■ REQUIRED ACTION ■
The output is the line holding "and white striped" and all lines after it to the end of the records below; restate them unchanged and add nothing.

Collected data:
□ □ □ □

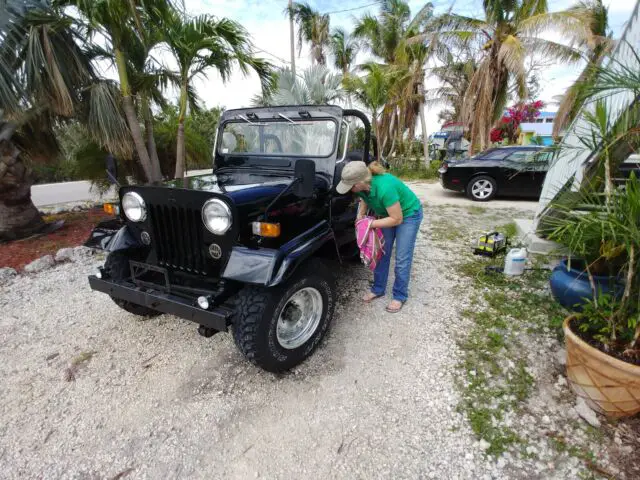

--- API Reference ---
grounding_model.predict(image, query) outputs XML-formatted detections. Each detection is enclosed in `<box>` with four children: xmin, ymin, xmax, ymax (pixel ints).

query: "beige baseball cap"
<box><xmin>336</xmin><ymin>161</ymin><xmax>371</xmax><ymax>194</ymax></box>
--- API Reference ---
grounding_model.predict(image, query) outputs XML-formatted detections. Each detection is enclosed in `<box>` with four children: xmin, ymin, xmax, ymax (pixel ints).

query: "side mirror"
<box><xmin>293</xmin><ymin>159</ymin><xmax>315</xmax><ymax>198</ymax></box>
<box><xmin>105</xmin><ymin>154</ymin><xmax>118</xmax><ymax>185</ymax></box>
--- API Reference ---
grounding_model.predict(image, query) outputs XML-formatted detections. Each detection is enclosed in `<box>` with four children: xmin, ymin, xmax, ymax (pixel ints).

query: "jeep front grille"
<box><xmin>148</xmin><ymin>204</ymin><xmax>208</xmax><ymax>274</ymax></box>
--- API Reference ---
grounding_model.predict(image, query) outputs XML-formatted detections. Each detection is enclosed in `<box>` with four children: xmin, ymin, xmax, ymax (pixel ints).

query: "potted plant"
<box><xmin>540</xmin><ymin>51</ymin><xmax>640</xmax><ymax>416</ymax></box>
<box><xmin>549</xmin><ymin>175</ymin><xmax>640</xmax><ymax>416</ymax></box>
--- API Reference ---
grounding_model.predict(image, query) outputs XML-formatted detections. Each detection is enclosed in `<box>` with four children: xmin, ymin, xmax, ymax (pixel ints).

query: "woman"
<box><xmin>336</xmin><ymin>161</ymin><xmax>423</xmax><ymax>313</ymax></box>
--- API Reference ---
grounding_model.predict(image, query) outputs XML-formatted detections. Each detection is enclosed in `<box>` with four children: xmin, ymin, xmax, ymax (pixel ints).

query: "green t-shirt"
<box><xmin>357</xmin><ymin>173</ymin><xmax>421</xmax><ymax>217</ymax></box>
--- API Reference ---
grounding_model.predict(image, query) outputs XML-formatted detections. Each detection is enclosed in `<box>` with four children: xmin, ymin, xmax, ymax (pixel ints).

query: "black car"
<box><xmin>439</xmin><ymin>146</ymin><xmax>550</xmax><ymax>201</ymax></box>
<box><xmin>86</xmin><ymin>105</ymin><xmax>370</xmax><ymax>372</ymax></box>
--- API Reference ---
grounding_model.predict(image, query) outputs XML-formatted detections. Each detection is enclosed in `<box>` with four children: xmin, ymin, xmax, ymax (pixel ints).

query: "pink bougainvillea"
<box><xmin>490</xmin><ymin>100</ymin><xmax>544</xmax><ymax>145</ymax></box>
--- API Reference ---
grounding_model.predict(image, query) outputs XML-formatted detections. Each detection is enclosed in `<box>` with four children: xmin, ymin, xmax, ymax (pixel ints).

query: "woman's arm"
<box><xmin>371</xmin><ymin>202</ymin><xmax>403</xmax><ymax>228</ymax></box>
<box><xmin>356</xmin><ymin>199</ymin><xmax>368</xmax><ymax>221</ymax></box>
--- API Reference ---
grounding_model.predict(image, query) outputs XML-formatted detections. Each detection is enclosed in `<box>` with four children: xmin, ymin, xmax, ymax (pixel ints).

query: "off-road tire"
<box><xmin>232</xmin><ymin>259</ymin><xmax>335</xmax><ymax>372</ymax></box>
<box><xmin>103</xmin><ymin>251</ymin><xmax>160</xmax><ymax>317</ymax></box>
<box><xmin>466</xmin><ymin>175</ymin><xmax>497</xmax><ymax>202</ymax></box>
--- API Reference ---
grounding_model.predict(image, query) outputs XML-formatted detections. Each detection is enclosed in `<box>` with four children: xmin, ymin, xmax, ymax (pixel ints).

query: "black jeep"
<box><xmin>87</xmin><ymin>105</ymin><xmax>372</xmax><ymax>372</ymax></box>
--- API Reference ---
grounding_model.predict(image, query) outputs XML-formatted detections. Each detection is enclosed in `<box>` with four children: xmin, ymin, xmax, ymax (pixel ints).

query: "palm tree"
<box><xmin>125</xmin><ymin>24</ymin><xmax>176</xmax><ymax>180</ymax></box>
<box><xmin>329</xmin><ymin>28</ymin><xmax>359</xmax><ymax>76</ymax></box>
<box><xmin>353</xmin><ymin>0</ymin><xmax>413</xmax><ymax>63</ymax></box>
<box><xmin>287</xmin><ymin>2</ymin><xmax>330</xmax><ymax>65</ymax></box>
<box><xmin>552</xmin><ymin>0</ymin><xmax>614</xmax><ymax>138</ymax></box>
<box><xmin>164</xmin><ymin>11</ymin><xmax>273</xmax><ymax>179</ymax></box>
<box><xmin>255</xmin><ymin>65</ymin><xmax>344</xmax><ymax>106</ymax></box>
<box><xmin>426</xmin><ymin>53</ymin><xmax>478</xmax><ymax>124</ymax></box>
<box><xmin>353</xmin><ymin>1</ymin><xmax>437</xmax><ymax>161</ymax></box>
<box><xmin>1</xmin><ymin>0</ymin><xmax>130</xmax><ymax>240</ymax></box>
<box><xmin>344</xmin><ymin>64</ymin><xmax>393</xmax><ymax>160</ymax></box>
<box><xmin>416</xmin><ymin>0</ymin><xmax>590</xmax><ymax>153</ymax></box>
<box><xmin>63</xmin><ymin>0</ymin><xmax>172</xmax><ymax>183</ymax></box>
<box><xmin>329</xmin><ymin>28</ymin><xmax>359</xmax><ymax>109</ymax></box>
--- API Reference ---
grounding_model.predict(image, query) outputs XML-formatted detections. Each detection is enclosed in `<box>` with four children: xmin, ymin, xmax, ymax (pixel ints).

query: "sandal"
<box><xmin>363</xmin><ymin>292</ymin><xmax>383</xmax><ymax>303</ymax></box>
<box><xmin>385</xmin><ymin>301</ymin><xmax>404</xmax><ymax>313</ymax></box>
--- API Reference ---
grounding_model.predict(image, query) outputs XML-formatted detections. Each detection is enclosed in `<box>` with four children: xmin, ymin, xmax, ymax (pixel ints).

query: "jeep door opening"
<box><xmin>87</xmin><ymin>105</ymin><xmax>372</xmax><ymax>372</ymax></box>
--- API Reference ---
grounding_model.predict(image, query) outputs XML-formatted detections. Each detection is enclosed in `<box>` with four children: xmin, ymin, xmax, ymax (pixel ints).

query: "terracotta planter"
<box><xmin>564</xmin><ymin>316</ymin><xmax>640</xmax><ymax>417</ymax></box>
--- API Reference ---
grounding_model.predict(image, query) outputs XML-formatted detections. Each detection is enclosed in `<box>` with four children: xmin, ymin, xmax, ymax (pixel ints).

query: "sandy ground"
<box><xmin>1</xmin><ymin>186</ymin><xmax>544</xmax><ymax>479</ymax></box>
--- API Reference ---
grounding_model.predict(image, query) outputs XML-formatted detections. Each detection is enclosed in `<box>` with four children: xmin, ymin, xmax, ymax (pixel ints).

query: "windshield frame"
<box><xmin>216</xmin><ymin>117</ymin><xmax>341</xmax><ymax>159</ymax></box>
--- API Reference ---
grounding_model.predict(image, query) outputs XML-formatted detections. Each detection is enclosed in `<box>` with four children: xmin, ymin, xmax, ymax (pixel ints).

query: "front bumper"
<box><xmin>88</xmin><ymin>276</ymin><xmax>232</xmax><ymax>331</ymax></box>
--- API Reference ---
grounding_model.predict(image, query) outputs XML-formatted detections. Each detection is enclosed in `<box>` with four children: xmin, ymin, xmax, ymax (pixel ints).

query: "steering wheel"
<box><xmin>263</xmin><ymin>134</ymin><xmax>283</xmax><ymax>153</ymax></box>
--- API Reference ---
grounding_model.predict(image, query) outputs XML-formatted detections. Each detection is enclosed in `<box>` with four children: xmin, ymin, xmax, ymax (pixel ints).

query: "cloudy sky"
<box><xmin>179</xmin><ymin>0</ymin><xmax>638</xmax><ymax>134</ymax></box>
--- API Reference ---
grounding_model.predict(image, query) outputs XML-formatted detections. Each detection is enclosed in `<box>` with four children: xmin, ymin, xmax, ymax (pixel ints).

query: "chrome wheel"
<box><xmin>471</xmin><ymin>179</ymin><xmax>494</xmax><ymax>200</ymax></box>
<box><xmin>276</xmin><ymin>287</ymin><xmax>324</xmax><ymax>349</ymax></box>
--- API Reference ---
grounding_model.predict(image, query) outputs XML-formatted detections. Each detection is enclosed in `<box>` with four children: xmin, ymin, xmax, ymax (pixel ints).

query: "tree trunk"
<box><xmin>143</xmin><ymin>97</ymin><xmax>162</xmax><ymax>181</ymax></box>
<box><xmin>122</xmin><ymin>95</ymin><xmax>155</xmax><ymax>183</ymax></box>
<box><xmin>0</xmin><ymin>139</ymin><xmax>45</xmax><ymax>242</ymax></box>
<box><xmin>174</xmin><ymin>80</ymin><xmax>188</xmax><ymax>180</ymax></box>
<box><xmin>115</xmin><ymin>48</ymin><xmax>157</xmax><ymax>184</ymax></box>
<box><xmin>145</xmin><ymin>117</ymin><xmax>161</xmax><ymax>180</ymax></box>
<box><xmin>419</xmin><ymin>92</ymin><xmax>429</xmax><ymax>167</ymax></box>
<box><xmin>373</xmin><ymin>113</ymin><xmax>382</xmax><ymax>164</ymax></box>
<box><xmin>289</xmin><ymin>0</ymin><xmax>296</xmax><ymax>76</ymax></box>
<box><xmin>174</xmin><ymin>121</ymin><xmax>186</xmax><ymax>180</ymax></box>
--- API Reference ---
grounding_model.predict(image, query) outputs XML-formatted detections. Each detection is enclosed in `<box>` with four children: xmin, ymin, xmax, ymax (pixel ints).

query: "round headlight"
<box><xmin>122</xmin><ymin>192</ymin><xmax>146</xmax><ymax>222</ymax></box>
<box><xmin>202</xmin><ymin>198</ymin><xmax>232</xmax><ymax>234</ymax></box>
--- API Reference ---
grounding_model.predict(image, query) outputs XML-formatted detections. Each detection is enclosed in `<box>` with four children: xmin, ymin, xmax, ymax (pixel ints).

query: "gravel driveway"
<box><xmin>1</xmin><ymin>207</ymin><xmax>492</xmax><ymax>479</ymax></box>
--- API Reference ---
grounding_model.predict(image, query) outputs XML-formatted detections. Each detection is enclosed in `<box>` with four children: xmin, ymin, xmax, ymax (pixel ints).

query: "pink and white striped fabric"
<box><xmin>355</xmin><ymin>216</ymin><xmax>385</xmax><ymax>271</ymax></box>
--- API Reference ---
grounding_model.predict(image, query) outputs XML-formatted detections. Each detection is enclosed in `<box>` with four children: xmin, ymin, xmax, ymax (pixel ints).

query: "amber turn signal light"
<box><xmin>103</xmin><ymin>203</ymin><xmax>119</xmax><ymax>215</ymax></box>
<box><xmin>251</xmin><ymin>222</ymin><xmax>281</xmax><ymax>238</ymax></box>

□ □ □ □

■ WRITTEN SOLUTION ■
query: "pink and white striped fabric"
<box><xmin>355</xmin><ymin>216</ymin><xmax>385</xmax><ymax>271</ymax></box>
--- API Reference ---
grounding_model.predict(image, query) outputs XML-formatted detections. Each detection is enclosed in `<box>` with four children: xmin, ymin, xmax, ymax (pixel ints).

query: "amber turn signal light"
<box><xmin>103</xmin><ymin>203</ymin><xmax>119</xmax><ymax>215</ymax></box>
<box><xmin>251</xmin><ymin>222</ymin><xmax>281</xmax><ymax>238</ymax></box>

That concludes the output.